--- Data ---
↓
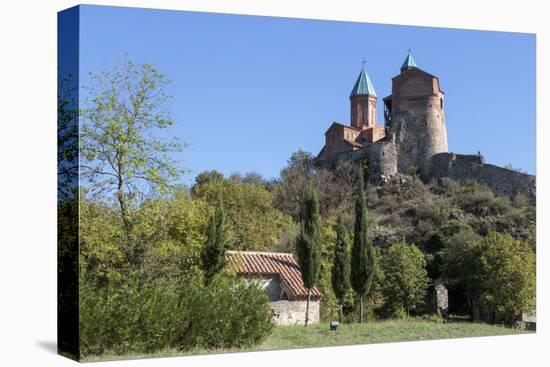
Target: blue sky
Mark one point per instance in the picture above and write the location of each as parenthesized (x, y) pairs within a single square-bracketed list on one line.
[(248, 91)]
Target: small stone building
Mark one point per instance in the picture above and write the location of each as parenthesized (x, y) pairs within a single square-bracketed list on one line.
[(279, 274)]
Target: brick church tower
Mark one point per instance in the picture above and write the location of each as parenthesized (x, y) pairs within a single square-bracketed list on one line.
[(363, 102)]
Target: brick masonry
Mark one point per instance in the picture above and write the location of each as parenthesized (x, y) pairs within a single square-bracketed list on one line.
[(414, 139)]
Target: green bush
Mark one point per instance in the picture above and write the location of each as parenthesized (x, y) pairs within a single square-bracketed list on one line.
[(405, 279), (228, 313), (133, 316)]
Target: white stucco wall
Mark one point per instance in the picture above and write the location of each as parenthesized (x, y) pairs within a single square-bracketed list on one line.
[(294, 312)]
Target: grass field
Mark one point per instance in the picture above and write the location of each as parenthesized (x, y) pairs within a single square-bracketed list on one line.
[(319, 335)]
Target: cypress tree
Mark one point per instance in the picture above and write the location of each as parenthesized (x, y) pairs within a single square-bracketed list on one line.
[(213, 254), (341, 265), (308, 246), (362, 254)]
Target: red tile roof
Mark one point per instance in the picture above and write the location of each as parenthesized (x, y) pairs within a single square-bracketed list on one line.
[(249, 263)]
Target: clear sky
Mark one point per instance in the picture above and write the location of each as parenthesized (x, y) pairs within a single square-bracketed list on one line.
[(248, 91)]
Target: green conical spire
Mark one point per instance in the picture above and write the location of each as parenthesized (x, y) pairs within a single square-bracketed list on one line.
[(409, 62), (363, 85)]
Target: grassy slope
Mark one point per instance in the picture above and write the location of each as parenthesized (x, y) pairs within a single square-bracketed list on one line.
[(298, 336)]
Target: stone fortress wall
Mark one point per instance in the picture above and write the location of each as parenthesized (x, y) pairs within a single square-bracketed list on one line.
[(415, 139)]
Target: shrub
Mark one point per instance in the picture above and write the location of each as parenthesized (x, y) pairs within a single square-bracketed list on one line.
[(228, 313), (133, 316), (496, 272), (405, 279)]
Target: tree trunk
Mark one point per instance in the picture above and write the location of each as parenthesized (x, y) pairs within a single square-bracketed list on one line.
[(361, 309), (307, 305), (123, 210)]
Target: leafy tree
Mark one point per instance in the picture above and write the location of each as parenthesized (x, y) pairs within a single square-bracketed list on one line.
[(406, 279), (436, 247), (308, 246), (120, 152), (341, 266), (497, 273), (252, 222), (508, 273), (207, 177), (301, 173), (362, 254), (213, 256)]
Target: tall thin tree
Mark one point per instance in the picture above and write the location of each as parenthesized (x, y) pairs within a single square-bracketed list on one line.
[(341, 263), (308, 246), (362, 254), (213, 255)]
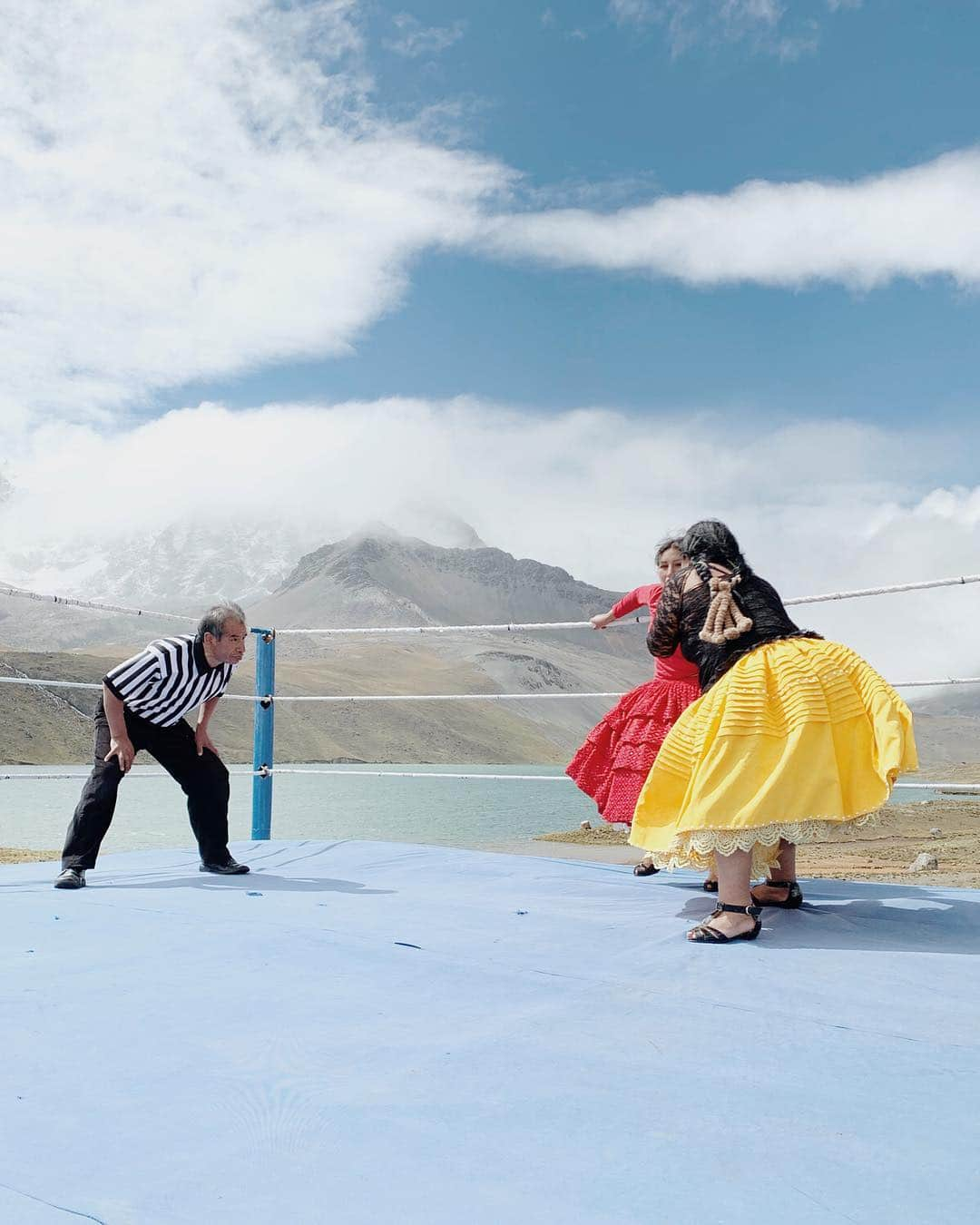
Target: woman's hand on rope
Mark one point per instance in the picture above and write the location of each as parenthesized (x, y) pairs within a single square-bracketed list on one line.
[(122, 750)]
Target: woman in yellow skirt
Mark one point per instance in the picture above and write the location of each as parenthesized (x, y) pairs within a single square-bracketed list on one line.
[(793, 738)]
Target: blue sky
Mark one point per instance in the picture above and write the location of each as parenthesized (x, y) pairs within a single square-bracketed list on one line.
[(585, 108), (576, 273)]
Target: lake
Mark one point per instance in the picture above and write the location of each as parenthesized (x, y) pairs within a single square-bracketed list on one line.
[(458, 812)]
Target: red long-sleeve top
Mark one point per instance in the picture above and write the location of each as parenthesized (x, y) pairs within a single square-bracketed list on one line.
[(668, 668)]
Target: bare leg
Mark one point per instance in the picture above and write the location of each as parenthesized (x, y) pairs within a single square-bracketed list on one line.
[(783, 870), (734, 878)]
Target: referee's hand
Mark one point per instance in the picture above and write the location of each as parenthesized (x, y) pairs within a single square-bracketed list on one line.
[(122, 751)]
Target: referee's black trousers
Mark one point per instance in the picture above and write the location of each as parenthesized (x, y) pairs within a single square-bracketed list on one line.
[(203, 780)]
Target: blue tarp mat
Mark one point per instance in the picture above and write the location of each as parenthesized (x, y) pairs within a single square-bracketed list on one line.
[(375, 1032)]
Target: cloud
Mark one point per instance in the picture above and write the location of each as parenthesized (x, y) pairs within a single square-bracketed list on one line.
[(416, 39), (192, 190), (202, 189), (913, 223), (765, 24), (818, 506)]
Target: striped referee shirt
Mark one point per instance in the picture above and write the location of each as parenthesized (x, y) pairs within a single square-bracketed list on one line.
[(167, 679)]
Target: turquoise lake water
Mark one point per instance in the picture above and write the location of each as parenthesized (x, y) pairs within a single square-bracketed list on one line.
[(356, 804)]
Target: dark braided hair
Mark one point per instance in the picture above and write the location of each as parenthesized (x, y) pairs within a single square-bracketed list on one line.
[(712, 541)]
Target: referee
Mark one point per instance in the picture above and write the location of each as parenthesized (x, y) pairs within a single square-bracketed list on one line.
[(142, 706)]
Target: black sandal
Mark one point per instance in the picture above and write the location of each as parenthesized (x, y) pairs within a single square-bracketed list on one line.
[(706, 935), (794, 898)]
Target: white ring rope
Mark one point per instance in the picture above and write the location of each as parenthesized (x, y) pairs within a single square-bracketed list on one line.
[(370, 773), (429, 697), (22, 593), (587, 625), (156, 773)]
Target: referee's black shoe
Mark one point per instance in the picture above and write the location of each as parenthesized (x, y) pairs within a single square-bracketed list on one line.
[(71, 878), (228, 868)]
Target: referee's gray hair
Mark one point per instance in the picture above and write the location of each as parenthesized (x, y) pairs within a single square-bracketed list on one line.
[(216, 618)]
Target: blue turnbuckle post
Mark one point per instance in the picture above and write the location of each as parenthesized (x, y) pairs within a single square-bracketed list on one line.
[(265, 730)]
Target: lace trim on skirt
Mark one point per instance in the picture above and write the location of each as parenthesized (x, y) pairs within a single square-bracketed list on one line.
[(697, 848)]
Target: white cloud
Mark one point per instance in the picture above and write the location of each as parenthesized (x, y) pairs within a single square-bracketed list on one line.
[(818, 506), (199, 189), (414, 39), (195, 189), (766, 26), (917, 222)]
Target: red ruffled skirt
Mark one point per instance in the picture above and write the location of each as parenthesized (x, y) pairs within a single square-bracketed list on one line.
[(616, 757)]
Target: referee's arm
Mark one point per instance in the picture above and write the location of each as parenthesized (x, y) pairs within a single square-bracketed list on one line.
[(203, 717)]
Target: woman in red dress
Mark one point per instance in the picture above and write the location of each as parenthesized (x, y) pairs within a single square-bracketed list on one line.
[(612, 763)]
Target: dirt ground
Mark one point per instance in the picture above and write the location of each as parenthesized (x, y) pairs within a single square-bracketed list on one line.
[(14, 855), (881, 851)]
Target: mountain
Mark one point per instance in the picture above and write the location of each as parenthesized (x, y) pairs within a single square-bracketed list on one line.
[(375, 577), (389, 580), (179, 569)]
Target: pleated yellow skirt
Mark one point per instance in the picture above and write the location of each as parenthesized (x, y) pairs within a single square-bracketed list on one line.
[(798, 740)]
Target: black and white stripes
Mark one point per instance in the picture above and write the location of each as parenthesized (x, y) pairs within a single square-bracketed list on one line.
[(167, 679)]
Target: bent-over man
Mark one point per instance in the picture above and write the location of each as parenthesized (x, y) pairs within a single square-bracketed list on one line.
[(142, 706)]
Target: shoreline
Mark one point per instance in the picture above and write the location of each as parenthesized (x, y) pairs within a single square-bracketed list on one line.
[(946, 828)]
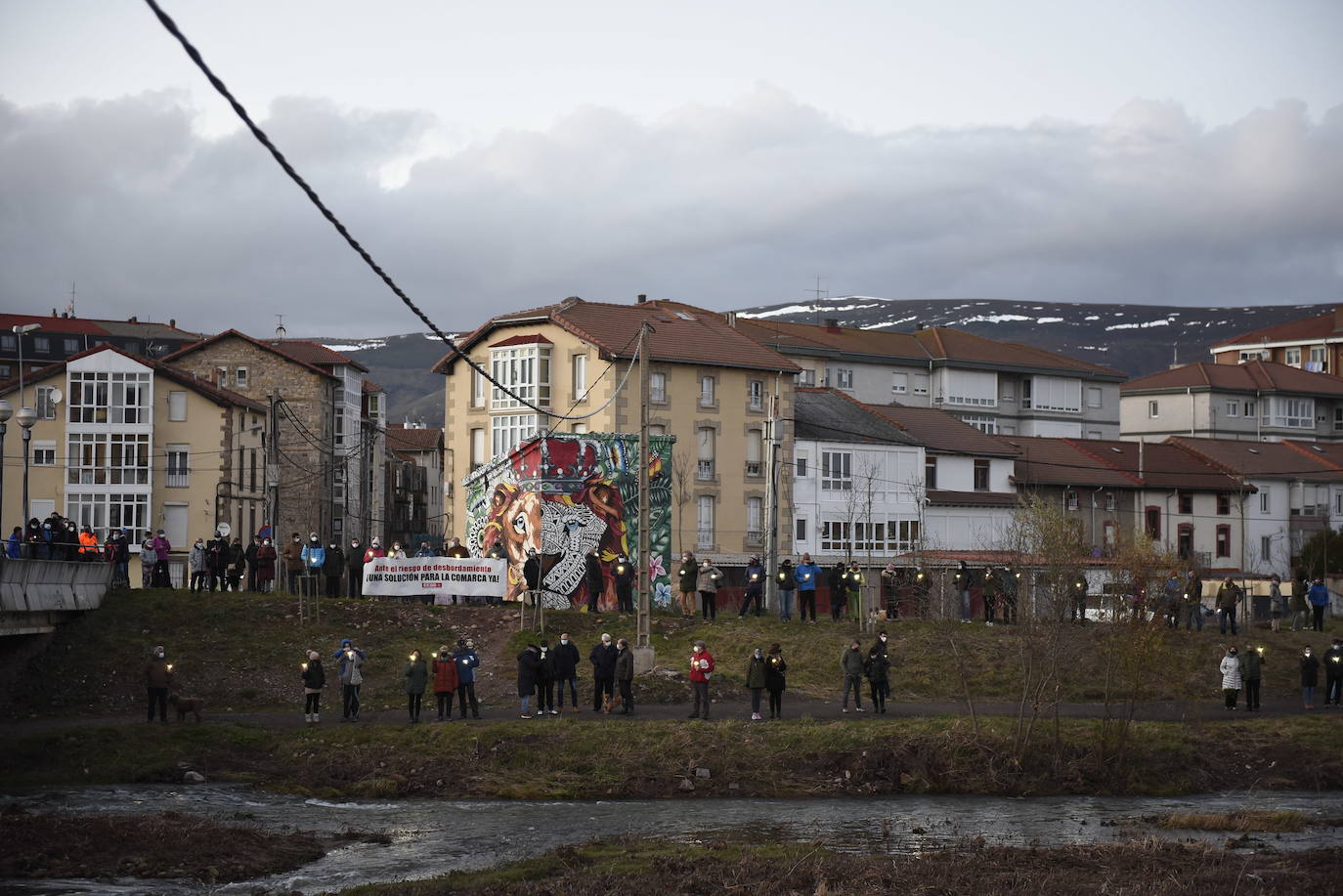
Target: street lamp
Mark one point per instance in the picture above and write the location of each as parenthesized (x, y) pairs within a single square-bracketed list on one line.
[(25, 418)]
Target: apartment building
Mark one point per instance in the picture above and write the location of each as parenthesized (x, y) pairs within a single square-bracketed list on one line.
[(124, 441), (711, 386), (1001, 389), (1256, 401), (327, 466)]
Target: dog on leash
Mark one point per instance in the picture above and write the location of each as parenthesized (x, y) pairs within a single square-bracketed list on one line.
[(187, 704)]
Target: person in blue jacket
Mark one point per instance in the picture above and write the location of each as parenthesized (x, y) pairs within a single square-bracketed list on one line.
[(466, 663), (806, 574)]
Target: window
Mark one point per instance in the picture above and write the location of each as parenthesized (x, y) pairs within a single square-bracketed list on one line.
[(836, 472), (755, 511), (46, 405), (980, 474), (704, 438), (477, 448), (178, 466), (1056, 394), (704, 528), (43, 452), (178, 405), (707, 393), (755, 395), (579, 376), (525, 369), (508, 430), (755, 447)]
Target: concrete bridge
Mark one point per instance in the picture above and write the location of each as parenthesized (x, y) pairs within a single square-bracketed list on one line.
[(36, 595)]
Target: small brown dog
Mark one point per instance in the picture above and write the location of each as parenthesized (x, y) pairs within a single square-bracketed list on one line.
[(187, 704)]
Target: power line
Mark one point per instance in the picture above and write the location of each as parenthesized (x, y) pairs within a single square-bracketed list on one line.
[(326, 212)]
↑
Scan the listing above, and wherever a line holds the string "green", copy that line.

--- The completed task ---
Target: green bush
Target: green conical spire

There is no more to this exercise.